§ **RECORDS**
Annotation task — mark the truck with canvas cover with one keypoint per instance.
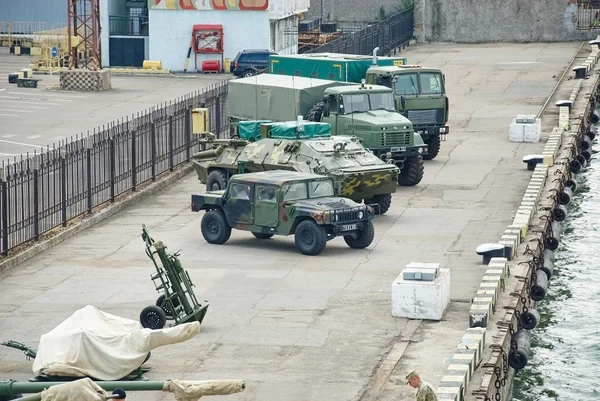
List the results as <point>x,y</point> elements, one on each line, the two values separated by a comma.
<point>285,203</point>
<point>356,172</point>
<point>366,112</point>
<point>419,92</point>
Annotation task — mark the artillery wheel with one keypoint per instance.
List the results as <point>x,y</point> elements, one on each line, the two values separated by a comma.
<point>161,299</point>
<point>310,238</point>
<point>215,228</point>
<point>384,201</point>
<point>364,238</point>
<point>412,172</point>
<point>262,235</point>
<point>153,317</point>
<point>315,113</point>
<point>433,147</point>
<point>216,180</point>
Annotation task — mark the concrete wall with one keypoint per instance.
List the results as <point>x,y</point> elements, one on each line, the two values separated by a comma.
<point>171,31</point>
<point>283,41</point>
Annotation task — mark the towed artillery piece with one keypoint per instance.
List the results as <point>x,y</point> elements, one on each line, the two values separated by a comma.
<point>177,301</point>
<point>306,147</point>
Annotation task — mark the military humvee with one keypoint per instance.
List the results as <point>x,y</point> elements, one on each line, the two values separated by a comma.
<point>285,203</point>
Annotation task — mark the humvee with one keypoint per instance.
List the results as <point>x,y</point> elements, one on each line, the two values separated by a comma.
<point>279,202</point>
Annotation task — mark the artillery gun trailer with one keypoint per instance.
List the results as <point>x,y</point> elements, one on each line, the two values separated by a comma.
<point>363,111</point>
<point>419,92</point>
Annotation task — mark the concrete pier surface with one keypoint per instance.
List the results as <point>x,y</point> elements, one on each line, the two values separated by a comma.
<point>297,327</point>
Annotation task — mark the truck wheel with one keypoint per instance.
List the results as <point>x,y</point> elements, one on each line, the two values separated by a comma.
<point>433,147</point>
<point>384,201</point>
<point>215,228</point>
<point>316,112</point>
<point>310,238</point>
<point>216,180</point>
<point>262,235</point>
<point>364,238</point>
<point>412,171</point>
<point>153,317</point>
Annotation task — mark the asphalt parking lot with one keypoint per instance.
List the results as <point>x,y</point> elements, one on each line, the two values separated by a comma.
<point>31,118</point>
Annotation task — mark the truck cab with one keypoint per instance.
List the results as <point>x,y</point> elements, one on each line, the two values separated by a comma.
<point>420,95</point>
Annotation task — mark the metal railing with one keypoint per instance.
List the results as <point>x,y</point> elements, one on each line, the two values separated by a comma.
<point>48,190</point>
<point>389,35</point>
<point>128,25</point>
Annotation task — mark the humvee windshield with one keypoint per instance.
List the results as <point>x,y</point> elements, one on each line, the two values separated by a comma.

§ **EXERCISE REQUIREMENTS**
Rewrite all the records above with "keypoint" swapped for "marker" and nothing else changed. Leave the picture out of your version.

§ **THE ANSWER**
Annotation task — mark the truck with canvas cover with one marker per instance.
List the results as <point>x,y</point> elements, one on each line, the two values separated by a comma.
<point>285,203</point>
<point>356,172</point>
<point>366,112</point>
<point>419,92</point>
Annotation task — mark the artillery wheel with one marker per instance.
List the results as <point>x,y</point> elements, one on each line, the two values separated by a comma.
<point>161,299</point>
<point>310,238</point>
<point>215,228</point>
<point>384,201</point>
<point>364,238</point>
<point>412,172</point>
<point>262,235</point>
<point>153,317</point>
<point>315,113</point>
<point>433,147</point>
<point>216,180</point>
Annotation task — mark the concrete wall with one marker per instance.
List the results as <point>x,y</point> elements, one on each line, the two values separated by a comma.
<point>171,31</point>
<point>283,41</point>
Annotation task — mark the towed artillery piece with one marker per instance.
List the results as <point>x,y</point> elements, one on each line, the two values separated by a comma.
<point>177,301</point>
<point>306,147</point>
Annotation task — mark the military humvee with one marker per instance.
List the results as <point>x,y</point> elements, one on each line, the two values separated by a comma.
<point>285,203</point>
Annotation task — mark the humvee with one marker per instance.
List the results as <point>x,y</point> elements, one on each line, the two values separated by a comma.
<point>279,202</point>
Annotation task — mark the artillery gun trailer with one marker per instance.
List the results as <point>x,y</point> elements, one on each line, the two values separated by a comma.
<point>363,111</point>
<point>419,92</point>
Annotation task — mark the concrete pier surface with one marker per instance.
List the results as <point>x,y</point> elements, one on each line, the two values separated by a comma.
<point>297,327</point>
Annotation task — mark the truck wheel with one marker per instance.
List the results as <point>x,y</point> elements, one on each line, the two values separated by a comma.
<point>433,147</point>
<point>384,201</point>
<point>215,228</point>
<point>316,112</point>
<point>310,238</point>
<point>216,180</point>
<point>262,235</point>
<point>364,238</point>
<point>412,171</point>
<point>153,317</point>
Annotation task — mark the asphalt parking lot with one marker per instance.
List the results as <point>x,y</point> elements, one on each line, the two values separated by a comma.
<point>31,118</point>
Annotation task — mark the truck cab with one marker per instance.
List the results as <point>x,y</point> elements, one on each line, the two values separated by a comma.
<point>420,95</point>
Annotation task — mark the metal railing with one marker per instance.
List the results as <point>x,y</point> elements, one on each line, the two values separated by a comma.
<point>48,190</point>
<point>389,35</point>
<point>128,25</point>
Annotation task — mark the humvee windshield with one marker per instance.
List the results as <point>x,y</point> elements, one on each line, the two values separated by a comma.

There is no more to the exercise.